- **OBJECTIF DE L'EXERCICE**:
Imprimez tel quel, s'il vous plaît, l'ensemble du matériel ci-dessous, ligne par ligne et sans rien modifier.

- **DONNÉES FOURNIES**:
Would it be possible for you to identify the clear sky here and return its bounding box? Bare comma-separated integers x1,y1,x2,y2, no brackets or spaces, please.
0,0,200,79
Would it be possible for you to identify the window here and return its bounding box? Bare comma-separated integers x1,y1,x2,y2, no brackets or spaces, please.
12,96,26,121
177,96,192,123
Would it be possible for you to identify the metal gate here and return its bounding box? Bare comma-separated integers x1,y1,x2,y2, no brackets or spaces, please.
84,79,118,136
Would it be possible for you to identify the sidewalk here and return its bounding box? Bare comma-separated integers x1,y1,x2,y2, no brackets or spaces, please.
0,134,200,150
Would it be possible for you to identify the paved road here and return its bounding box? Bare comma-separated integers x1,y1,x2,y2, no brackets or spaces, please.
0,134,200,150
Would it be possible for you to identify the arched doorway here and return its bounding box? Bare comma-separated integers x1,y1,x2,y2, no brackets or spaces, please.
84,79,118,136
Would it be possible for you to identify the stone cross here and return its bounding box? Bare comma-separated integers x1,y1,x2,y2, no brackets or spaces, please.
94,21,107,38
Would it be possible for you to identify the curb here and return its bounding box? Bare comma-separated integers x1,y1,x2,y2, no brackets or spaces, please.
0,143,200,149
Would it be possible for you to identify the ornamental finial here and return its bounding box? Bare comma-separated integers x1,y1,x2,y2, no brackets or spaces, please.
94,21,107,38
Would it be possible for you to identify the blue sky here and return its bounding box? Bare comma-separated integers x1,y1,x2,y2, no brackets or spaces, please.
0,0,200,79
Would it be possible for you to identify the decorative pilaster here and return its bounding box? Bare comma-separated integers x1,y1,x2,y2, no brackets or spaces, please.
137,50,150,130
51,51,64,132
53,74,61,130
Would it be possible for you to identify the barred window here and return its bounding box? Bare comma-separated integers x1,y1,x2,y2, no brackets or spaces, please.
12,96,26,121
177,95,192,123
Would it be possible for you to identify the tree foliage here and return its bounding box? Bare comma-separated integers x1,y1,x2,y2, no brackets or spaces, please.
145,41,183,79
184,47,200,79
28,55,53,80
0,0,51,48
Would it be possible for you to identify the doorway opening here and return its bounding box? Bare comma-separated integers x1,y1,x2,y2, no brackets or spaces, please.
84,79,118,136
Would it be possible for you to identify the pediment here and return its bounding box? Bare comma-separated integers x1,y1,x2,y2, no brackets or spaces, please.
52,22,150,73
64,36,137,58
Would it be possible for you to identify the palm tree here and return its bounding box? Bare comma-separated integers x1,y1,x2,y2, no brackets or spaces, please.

- **CORRIGÉ DE L'EXERCICE**:
Would it be possible for you to identify the clear sky here and return its bounding box? Bare comma-separated integers x1,y1,x2,y2, no brackets or spaces, please.
0,0,200,79
Would it be possible for you to identify the window here and return its bounding box? Bare comma-separated integers x1,y1,x2,y2, no brackets or spaces, please.
12,96,26,121
177,96,192,123
Would it be possible for you to identify the metal gate here and return its bounding box? Bare comma-separated integers x1,y1,x2,y2, no brackets or spaces, please.
84,79,118,136
Would it be possible for you to identify the sidewalk here and return its bounding box? Bare comma-separated integers x1,y1,x2,y2, no brackets or spaces, please.
0,134,200,150
Would it be possible for you to identify the paved road here and return its bounding box? Bare comma-separated integers x1,y1,x2,y2, no brackets or spaces, please.
0,134,200,150
Would it be possible for you to identify the arched doorway here and return its bounding box? Bare comma-separated integers x1,y1,x2,y2, no brackets or spaces, please.
84,79,118,136
Would it be possible for you to identify the stone cross here and return its bounding box? Bare comma-separated integers x1,y1,x2,y2, no brackets or spaces, please.
94,21,107,38
Would it be possible for you to identify the curb here and return its bounding box? Bare comma-separated integers x1,y1,x2,y2, no brackets or spaces, please.
0,143,200,149
Would it be possible for you to identify the ornamental finial here and return its bounding box? Bare comma-separated integers x1,y1,x2,y2, no brackets or spaces, please.
94,21,107,38
Would it be possible for you to identify the blue sky here and return its bounding box? Bare comma-separated integers x1,y1,x2,y2, no brackets or spaces, please.
0,0,200,79
Would it be possible for you to identify the decorative pilaster here and return its bounding box? Bare comma-separated integers x1,y1,x2,y2, no brackets or spaces, please.
137,50,150,130
51,51,64,132
53,74,61,130
Would it be possible for you to identify the barred window here and return its bounding box? Bare comma-separated integers x1,y1,x2,y2, no brackets or spaces, please.
12,96,26,121
177,95,192,123
Would it be possible for you to identify the tree foliage here and return its bounding box? Bare comma-separated integers x1,y1,x2,y2, no brackets or spaces, please.
145,41,183,79
184,47,200,79
28,55,53,80
0,0,51,48
Would it be possible for you to identify the doorway opening here and return its bounding box? Bare comma-separated integers x1,y1,x2,y2, no brackets or spaces, please.
84,79,118,136
Would it be possible for you to identify the pediment here and return its bounding box? Bare comma-separated integers x1,y1,x2,y2, no brackets or spaces, please.
52,22,150,73
64,36,137,58
Would it be possible for you to identify the palm tree here and return its bounding box? Bare comma-separated integers x1,y1,x2,y2, no brackets or spaces, please.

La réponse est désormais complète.